* [AIM]:
Update the items below, replacing every occurrence of "Target" with "Label" and leaving all else unchanged.

======== PROVIDED ENTRIES

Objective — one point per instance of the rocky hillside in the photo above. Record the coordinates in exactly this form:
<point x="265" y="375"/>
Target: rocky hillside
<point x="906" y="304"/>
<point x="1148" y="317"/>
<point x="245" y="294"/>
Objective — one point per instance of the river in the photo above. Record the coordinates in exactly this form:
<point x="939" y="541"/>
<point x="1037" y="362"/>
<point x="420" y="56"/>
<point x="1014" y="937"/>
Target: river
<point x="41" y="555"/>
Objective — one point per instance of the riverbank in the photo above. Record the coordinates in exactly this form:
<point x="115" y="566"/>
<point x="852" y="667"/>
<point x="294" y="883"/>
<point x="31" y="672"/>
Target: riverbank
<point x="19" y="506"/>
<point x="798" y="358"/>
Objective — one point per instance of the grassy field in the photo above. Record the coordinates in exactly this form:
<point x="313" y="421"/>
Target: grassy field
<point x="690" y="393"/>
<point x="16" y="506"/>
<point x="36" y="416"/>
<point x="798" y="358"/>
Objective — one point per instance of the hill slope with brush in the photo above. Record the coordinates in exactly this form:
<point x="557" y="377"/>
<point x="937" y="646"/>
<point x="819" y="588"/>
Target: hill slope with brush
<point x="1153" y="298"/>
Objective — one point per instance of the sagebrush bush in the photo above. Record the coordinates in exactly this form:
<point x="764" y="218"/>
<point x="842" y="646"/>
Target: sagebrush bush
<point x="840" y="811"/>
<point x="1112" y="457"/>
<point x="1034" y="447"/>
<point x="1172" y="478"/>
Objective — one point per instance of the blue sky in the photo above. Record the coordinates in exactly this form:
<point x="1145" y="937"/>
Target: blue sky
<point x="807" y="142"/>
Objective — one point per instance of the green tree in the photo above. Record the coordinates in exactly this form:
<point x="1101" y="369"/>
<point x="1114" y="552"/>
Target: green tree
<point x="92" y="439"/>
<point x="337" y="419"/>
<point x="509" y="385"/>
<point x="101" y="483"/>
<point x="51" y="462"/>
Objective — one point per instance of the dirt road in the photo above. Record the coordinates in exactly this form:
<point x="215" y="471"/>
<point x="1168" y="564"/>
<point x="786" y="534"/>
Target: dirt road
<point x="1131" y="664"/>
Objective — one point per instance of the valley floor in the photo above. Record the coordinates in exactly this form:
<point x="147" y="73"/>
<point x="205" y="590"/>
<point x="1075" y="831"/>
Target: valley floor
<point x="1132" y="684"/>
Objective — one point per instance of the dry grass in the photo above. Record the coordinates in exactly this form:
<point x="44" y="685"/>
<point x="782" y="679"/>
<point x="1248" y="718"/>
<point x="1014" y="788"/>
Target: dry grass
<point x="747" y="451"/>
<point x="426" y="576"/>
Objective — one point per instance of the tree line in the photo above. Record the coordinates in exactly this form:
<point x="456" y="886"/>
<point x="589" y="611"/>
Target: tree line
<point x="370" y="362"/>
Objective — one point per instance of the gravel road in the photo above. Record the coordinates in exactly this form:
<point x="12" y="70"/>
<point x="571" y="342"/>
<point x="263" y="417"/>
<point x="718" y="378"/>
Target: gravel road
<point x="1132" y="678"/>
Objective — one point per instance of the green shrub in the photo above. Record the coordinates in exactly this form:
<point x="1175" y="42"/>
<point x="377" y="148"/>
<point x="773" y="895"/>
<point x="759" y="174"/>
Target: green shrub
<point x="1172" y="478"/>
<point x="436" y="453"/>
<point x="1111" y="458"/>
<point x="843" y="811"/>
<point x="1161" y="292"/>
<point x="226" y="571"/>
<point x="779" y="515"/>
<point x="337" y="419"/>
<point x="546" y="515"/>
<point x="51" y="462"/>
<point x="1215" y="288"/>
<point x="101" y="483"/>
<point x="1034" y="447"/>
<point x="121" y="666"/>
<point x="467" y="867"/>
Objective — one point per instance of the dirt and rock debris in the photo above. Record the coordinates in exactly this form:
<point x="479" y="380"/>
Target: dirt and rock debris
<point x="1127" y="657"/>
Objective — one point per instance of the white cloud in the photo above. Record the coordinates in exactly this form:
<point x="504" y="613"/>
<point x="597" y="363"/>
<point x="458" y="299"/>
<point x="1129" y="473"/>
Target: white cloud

================

* [PROBLEM SOLUTION]:
Objective — one point per instance of the rocky hillside in the photo above. Record the coordinates in exactly this form:
<point x="265" y="375"/>
Label: rocky hillside
<point x="906" y="304"/>
<point x="1148" y="317"/>
<point x="245" y="294"/>
Objective — one point per instance of the river in the photo above. Record the coordinates in exactly this form:
<point x="939" y="541"/>
<point x="1037" y="362"/>
<point x="420" y="56"/>
<point x="1014" y="937"/>
Label: river
<point x="41" y="555"/>
Objective — one point per instance of the riverbank in the photo above. Record the coordinates in exactly this form:
<point x="115" y="566"/>
<point x="852" y="667"/>
<point x="294" y="883"/>
<point x="31" y="672"/>
Label: riverbank
<point x="19" y="506"/>
<point x="798" y="358"/>
Objective — one point per instance of the grassy field in the photo above. Record the coordinates in exactly this form:
<point x="313" y="421"/>
Label: grassy field
<point x="690" y="393"/>
<point x="16" y="506"/>
<point x="36" y="416"/>
<point x="798" y="358"/>
Objective — one point per instance of the hill slope with brush in the photo above. Record the coordinates in exactly this form:
<point x="557" y="377"/>
<point x="937" y="646"/>
<point x="819" y="588"/>
Label: hill slope with brush
<point x="1153" y="298"/>
Objective — one point per instance of the sagebrush bush in the photo above. Record the coordinates in exactly this form:
<point x="764" y="218"/>
<point x="842" y="646"/>
Label: sagebrush bush
<point x="840" y="811"/>
<point x="1112" y="457"/>
<point x="1034" y="447"/>
<point x="1172" y="478"/>
Objective — one point per instance of the blue sky in the photo above. Record the coordinates in exactly this form:
<point x="1145" y="937"/>
Label: blue sky
<point x="807" y="142"/>
Objective — one point per instance of the green tree in the photo above. Record the coordinates in exactly this form:
<point x="1101" y="369"/>
<point x="1114" y="552"/>
Label: green tree
<point x="92" y="439"/>
<point x="337" y="419"/>
<point x="509" y="385"/>
<point x="101" y="483"/>
<point x="51" y="462"/>
Objective — one point per instance of the dirt road in the photo above. Record the coordinates in exactly this form:
<point x="215" y="471"/>
<point x="1168" y="564"/>
<point x="786" y="534"/>
Label: dirt road
<point x="1131" y="664"/>
Objective — one point per instance of the valley floor in the photo above. Record the coordinates in exactly this form:
<point x="147" y="73"/>
<point x="205" y="590"/>
<point x="1075" y="831"/>
Label: valley floor
<point x="1132" y="684"/>
Objective — one point per instance of the dry grass in the photo above. Record the coordinates in exactly this form:
<point x="44" y="685"/>
<point x="782" y="679"/>
<point x="1248" y="718"/>
<point x="1014" y="788"/>
Label: dry grass
<point x="747" y="451"/>
<point x="426" y="576"/>
Objective — one point per instance of the tree line in the photo above. Record the coordinates in exactly this form:
<point x="456" y="886"/>
<point x="589" y="611"/>
Label: tree line
<point x="370" y="362"/>
Objective — one point per instance of the gravel road in the photo above. Record the coordinates in exactly this form:
<point x="12" y="70"/>
<point x="571" y="342"/>
<point x="263" y="417"/>
<point x="718" y="378"/>
Label: gravel road
<point x="1132" y="678"/>
Objective — one point per instance of the green shrub in the photo above. Record the coordinates in exactly this form:
<point x="1175" y="42"/>
<point x="377" y="148"/>
<point x="773" y="895"/>
<point x="759" y="174"/>
Label: green shrub
<point x="1172" y="478"/>
<point x="436" y="453"/>
<point x="1111" y="458"/>
<point x="843" y="811"/>
<point x="1161" y="292"/>
<point x="226" y="571"/>
<point x="779" y="515"/>
<point x="337" y="419"/>
<point x="546" y="515"/>
<point x="51" y="462"/>
<point x="1215" y="288"/>
<point x="101" y="483"/>
<point x="1034" y="447"/>
<point x="121" y="666"/>
<point x="467" y="867"/>
Objective — one point per instance of the dirt and rock debris in the photo above. Record the coordinates in exactly this form:
<point x="479" y="380"/>
Label: dirt and rock debris
<point x="1127" y="657"/>
Objective — one point per instance of the white cloud in the photo above. Record the coordinates in exactly this form:
<point x="504" y="613"/>
<point x="597" y="363"/>
<point x="458" y="299"/>
<point x="1129" y="473"/>
Label: white cloud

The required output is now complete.